DESCRIPTION OF THE TASK:
Find each line below containing the word "roof" and copy it.

ENTRIES SUPPLIED Block Start

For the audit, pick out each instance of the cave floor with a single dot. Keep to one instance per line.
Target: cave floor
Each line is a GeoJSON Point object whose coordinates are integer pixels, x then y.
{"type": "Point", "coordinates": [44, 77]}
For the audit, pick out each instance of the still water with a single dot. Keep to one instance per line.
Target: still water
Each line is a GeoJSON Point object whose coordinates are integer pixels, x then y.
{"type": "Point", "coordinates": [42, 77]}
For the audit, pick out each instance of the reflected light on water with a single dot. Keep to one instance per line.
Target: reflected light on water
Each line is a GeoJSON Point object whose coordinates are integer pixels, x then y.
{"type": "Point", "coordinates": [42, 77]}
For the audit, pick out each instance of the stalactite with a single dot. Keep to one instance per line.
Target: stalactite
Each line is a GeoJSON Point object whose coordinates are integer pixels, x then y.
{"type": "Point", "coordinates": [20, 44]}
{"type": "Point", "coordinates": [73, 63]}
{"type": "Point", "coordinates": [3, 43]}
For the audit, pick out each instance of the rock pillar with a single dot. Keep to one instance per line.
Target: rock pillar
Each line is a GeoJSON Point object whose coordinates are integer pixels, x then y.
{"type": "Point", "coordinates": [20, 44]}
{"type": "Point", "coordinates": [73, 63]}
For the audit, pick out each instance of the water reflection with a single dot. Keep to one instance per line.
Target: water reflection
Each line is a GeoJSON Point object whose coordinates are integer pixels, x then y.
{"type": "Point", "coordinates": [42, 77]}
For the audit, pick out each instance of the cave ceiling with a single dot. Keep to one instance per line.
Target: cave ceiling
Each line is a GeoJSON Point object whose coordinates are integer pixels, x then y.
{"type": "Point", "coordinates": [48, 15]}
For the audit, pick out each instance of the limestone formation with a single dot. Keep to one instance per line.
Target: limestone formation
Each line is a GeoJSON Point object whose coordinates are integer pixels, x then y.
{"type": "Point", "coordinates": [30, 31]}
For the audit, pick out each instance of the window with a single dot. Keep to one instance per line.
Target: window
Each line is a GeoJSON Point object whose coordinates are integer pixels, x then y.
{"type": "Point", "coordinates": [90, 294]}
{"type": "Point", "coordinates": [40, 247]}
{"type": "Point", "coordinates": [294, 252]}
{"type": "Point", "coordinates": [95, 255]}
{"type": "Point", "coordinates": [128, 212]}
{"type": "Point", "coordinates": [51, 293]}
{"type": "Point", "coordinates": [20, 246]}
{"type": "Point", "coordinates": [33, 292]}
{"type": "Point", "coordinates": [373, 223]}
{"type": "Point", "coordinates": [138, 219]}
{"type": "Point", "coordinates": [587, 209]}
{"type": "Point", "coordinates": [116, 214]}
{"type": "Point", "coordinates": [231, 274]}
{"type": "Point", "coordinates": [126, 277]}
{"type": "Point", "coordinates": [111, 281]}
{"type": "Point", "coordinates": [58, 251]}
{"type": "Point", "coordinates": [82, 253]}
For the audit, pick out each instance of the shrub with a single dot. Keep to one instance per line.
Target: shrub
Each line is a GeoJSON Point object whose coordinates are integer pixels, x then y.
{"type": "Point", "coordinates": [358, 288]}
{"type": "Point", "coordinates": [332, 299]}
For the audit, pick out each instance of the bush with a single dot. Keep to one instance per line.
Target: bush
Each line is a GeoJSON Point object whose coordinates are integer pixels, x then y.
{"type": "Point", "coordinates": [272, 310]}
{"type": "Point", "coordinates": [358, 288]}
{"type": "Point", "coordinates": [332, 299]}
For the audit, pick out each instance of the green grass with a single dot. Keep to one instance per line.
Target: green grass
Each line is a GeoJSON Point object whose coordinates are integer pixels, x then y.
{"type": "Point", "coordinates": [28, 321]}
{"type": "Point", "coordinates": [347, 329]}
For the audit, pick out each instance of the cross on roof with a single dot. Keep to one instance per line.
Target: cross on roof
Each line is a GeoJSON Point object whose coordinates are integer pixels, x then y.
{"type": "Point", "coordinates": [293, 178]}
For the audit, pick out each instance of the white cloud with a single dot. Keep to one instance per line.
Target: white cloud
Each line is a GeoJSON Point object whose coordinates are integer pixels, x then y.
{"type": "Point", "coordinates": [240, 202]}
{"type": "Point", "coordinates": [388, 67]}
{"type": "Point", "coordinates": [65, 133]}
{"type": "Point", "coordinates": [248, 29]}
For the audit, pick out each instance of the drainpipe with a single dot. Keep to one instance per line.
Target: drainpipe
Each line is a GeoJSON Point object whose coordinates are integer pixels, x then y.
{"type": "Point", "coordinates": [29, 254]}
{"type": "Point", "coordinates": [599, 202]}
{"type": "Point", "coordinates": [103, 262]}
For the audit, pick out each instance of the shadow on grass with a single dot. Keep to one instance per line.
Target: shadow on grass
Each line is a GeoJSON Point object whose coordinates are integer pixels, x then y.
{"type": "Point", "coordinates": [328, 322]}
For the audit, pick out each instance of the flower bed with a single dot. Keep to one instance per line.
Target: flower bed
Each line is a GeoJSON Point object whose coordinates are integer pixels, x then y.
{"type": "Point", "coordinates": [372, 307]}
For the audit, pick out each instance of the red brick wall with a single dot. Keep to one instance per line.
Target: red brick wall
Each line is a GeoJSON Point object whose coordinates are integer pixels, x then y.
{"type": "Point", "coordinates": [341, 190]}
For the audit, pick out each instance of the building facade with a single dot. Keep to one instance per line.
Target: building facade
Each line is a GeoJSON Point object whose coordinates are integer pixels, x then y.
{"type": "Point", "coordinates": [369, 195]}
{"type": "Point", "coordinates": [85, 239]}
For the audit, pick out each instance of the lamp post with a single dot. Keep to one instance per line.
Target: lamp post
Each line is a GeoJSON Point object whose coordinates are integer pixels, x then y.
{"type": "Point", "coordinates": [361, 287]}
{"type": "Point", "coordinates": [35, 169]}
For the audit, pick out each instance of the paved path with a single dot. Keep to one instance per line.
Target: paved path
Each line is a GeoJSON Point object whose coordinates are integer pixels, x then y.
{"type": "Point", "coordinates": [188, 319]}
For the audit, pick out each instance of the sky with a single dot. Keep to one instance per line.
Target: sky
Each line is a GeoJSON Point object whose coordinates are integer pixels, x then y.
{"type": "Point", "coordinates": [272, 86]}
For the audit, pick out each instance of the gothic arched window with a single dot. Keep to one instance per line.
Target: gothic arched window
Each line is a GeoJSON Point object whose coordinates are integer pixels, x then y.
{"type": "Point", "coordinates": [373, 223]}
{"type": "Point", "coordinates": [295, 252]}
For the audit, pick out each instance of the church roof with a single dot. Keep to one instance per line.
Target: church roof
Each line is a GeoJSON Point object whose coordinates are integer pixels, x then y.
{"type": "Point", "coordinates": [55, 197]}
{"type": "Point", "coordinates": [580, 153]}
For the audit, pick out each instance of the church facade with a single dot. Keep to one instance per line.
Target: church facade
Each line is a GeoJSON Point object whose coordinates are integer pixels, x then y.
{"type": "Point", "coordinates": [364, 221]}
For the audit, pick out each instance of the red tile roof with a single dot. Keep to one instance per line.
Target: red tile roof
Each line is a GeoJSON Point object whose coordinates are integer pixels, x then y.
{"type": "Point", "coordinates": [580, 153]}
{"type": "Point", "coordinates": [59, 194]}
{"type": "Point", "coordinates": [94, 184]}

ENTRIES SUPPLIED Block End

ANSWER AREA:
For the audit, pick out each instance of the cross on roof with a single dot. Keep to one instance per line.
Target: cross on roof
For the audit, pick out each instance of the church roof with a single dot. Keep to one instance per line.
Target: church roof
For the audit, pick out each instance of the red tile roof with a single dot. Keep to one instance per line.
Target: red tile roof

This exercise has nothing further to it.